Count the lines below that contain the string "positive", treating uppercase and lowercase letters as different. Give only the number.

Given information
•••••
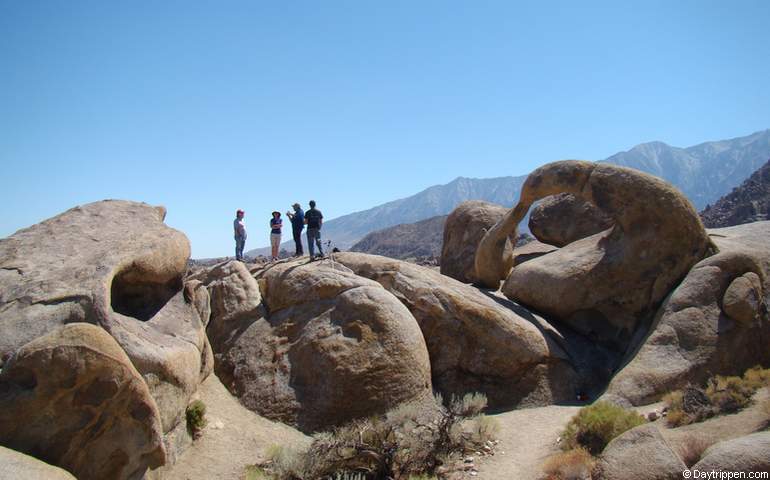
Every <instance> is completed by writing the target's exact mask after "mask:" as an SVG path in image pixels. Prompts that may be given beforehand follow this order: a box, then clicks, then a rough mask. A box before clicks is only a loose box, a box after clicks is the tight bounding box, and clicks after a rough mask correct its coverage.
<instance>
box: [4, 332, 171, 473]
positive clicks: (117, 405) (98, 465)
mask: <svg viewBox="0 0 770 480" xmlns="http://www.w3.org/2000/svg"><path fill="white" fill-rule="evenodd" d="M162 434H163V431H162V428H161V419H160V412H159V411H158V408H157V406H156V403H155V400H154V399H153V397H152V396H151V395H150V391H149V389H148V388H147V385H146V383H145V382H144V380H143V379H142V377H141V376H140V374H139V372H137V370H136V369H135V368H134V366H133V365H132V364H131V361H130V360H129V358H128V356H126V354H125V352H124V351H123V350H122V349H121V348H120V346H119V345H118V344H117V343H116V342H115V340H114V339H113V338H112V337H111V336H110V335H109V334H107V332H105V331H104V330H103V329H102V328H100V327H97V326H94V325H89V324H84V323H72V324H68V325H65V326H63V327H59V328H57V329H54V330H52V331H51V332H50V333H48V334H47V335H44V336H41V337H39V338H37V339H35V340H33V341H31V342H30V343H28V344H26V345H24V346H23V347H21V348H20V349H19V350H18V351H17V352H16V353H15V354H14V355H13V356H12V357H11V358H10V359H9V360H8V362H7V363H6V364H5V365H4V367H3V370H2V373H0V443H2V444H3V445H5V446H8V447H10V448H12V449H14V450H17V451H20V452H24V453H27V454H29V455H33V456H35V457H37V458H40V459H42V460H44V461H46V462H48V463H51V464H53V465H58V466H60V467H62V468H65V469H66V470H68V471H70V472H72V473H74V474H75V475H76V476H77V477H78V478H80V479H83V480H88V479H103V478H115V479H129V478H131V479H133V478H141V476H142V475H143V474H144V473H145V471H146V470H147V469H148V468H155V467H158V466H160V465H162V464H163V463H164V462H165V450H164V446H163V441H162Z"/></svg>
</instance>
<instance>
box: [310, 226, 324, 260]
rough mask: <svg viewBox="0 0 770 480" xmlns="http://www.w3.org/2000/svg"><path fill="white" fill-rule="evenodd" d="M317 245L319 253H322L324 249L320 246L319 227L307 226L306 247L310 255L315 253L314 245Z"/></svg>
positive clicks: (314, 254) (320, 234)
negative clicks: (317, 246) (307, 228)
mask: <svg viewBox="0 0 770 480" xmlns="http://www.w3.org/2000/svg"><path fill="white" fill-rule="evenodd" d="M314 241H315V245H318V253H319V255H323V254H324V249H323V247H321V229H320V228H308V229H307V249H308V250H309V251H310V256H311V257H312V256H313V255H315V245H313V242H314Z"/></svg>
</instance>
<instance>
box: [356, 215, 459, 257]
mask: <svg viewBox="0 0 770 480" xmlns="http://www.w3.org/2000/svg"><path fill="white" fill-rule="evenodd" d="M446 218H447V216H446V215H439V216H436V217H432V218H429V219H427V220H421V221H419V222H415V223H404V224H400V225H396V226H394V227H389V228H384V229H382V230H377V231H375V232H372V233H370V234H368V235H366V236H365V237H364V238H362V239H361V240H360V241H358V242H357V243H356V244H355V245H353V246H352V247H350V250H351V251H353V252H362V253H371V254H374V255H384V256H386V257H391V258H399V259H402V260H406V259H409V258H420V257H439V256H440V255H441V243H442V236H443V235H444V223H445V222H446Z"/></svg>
•••••
Result of this exercise
2